» EXERCISE DESCRIPTION:
From the line containing "Please pick out the dog's tail" down to the last line of the records below, copy every line exactly. Leave out everything before it.
— start —
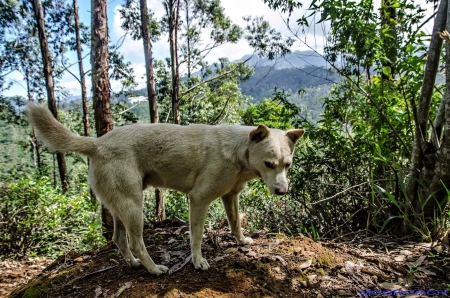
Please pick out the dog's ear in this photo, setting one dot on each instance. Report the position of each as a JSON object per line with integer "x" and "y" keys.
{"x": 260, "y": 133}
{"x": 295, "y": 134}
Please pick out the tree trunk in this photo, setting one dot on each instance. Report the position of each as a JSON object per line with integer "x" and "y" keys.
{"x": 424, "y": 158}
{"x": 388, "y": 17}
{"x": 151, "y": 93}
{"x": 173, "y": 13}
{"x": 84, "y": 100}
{"x": 34, "y": 141}
{"x": 100, "y": 86}
{"x": 48, "y": 73}
{"x": 437, "y": 163}
{"x": 87, "y": 127}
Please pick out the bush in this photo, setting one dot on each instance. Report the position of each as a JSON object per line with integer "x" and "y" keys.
{"x": 36, "y": 219}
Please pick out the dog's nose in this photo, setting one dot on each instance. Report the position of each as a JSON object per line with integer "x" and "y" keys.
{"x": 280, "y": 191}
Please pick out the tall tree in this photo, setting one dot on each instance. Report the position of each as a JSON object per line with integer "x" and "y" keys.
{"x": 50, "y": 85}
{"x": 173, "y": 15}
{"x": 430, "y": 162}
{"x": 82, "y": 80}
{"x": 100, "y": 86}
{"x": 151, "y": 93}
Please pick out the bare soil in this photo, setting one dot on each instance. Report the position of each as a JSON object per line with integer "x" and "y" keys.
{"x": 276, "y": 265}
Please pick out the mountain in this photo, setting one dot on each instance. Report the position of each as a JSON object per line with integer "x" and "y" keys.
{"x": 296, "y": 59}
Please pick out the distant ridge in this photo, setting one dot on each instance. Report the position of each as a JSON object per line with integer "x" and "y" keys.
{"x": 296, "y": 59}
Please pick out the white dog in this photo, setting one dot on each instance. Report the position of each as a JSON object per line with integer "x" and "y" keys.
{"x": 204, "y": 162}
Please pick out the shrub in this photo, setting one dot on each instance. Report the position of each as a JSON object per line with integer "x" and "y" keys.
{"x": 36, "y": 219}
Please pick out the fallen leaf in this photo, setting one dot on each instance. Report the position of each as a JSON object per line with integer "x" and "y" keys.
{"x": 426, "y": 271}
{"x": 350, "y": 267}
{"x": 127, "y": 285}
{"x": 283, "y": 262}
{"x": 251, "y": 254}
{"x": 410, "y": 278}
{"x": 438, "y": 249}
{"x": 305, "y": 264}
{"x": 231, "y": 250}
{"x": 178, "y": 266}
{"x": 311, "y": 278}
{"x": 165, "y": 256}
{"x": 390, "y": 286}
{"x": 178, "y": 231}
{"x": 219, "y": 258}
{"x": 419, "y": 261}
{"x": 244, "y": 249}
{"x": 405, "y": 252}
{"x": 98, "y": 291}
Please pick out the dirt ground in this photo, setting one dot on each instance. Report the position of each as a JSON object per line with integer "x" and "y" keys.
{"x": 276, "y": 265}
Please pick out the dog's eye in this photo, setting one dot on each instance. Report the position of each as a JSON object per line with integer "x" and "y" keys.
{"x": 269, "y": 165}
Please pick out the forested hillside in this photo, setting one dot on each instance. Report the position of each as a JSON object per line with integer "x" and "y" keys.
{"x": 369, "y": 178}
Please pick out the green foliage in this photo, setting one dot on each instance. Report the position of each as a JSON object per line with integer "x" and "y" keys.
{"x": 37, "y": 219}
{"x": 268, "y": 112}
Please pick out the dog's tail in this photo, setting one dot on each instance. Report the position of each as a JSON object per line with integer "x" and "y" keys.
{"x": 55, "y": 135}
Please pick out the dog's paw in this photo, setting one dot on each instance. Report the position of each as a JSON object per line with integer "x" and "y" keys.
{"x": 200, "y": 263}
{"x": 158, "y": 269}
{"x": 246, "y": 241}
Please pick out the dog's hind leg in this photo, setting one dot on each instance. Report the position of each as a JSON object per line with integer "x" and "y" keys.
{"x": 120, "y": 239}
{"x": 231, "y": 205}
{"x": 197, "y": 216}
{"x": 132, "y": 218}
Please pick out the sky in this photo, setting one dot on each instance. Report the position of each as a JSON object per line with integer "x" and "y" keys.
{"x": 133, "y": 49}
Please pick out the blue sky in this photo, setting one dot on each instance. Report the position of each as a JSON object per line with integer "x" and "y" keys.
{"x": 133, "y": 52}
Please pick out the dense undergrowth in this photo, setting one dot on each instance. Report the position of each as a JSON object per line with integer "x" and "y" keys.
{"x": 37, "y": 219}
— end —
» OUTPUT OF THE TASK:
Please pick out the dog's tail in this photo, setting one dot on each instance. Report the position of each as a JSON object per line with integer "x" and "y" keys.
{"x": 55, "y": 135}
Please pick out the dog's paw in this photo, setting one dot on each instance. Report the position of each as a JSON object per line with integer "x" and "y" keys.
{"x": 200, "y": 263}
{"x": 158, "y": 269}
{"x": 246, "y": 241}
Please pick out the dog's hind leg in this photo, setting one dot on each instance. Report the position of each as a JSON object per line with integer "x" and "y" keys.
{"x": 120, "y": 239}
{"x": 231, "y": 205}
{"x": 197, "y": 216}
{"x": 132, "y": 218}
Please pick out the sky in this photo, setting one dot on each instance. Report the position of each as a JSON object per line with integer "x" and "y" keys.
{"x": 133, "y": 49}
Please pick out the blue sky in this photo, setting one dot on each instance. Report the position of each as a JSON object per line with integer "x" and "y" keys.
{"x": 133, "y": 52}
Please pick out the dense undergrowth in this photo, setting one dot on each instance. Report the position of each as a JSON object per line with integer "x" and "y" keys.
{"x": 37, "y": 219}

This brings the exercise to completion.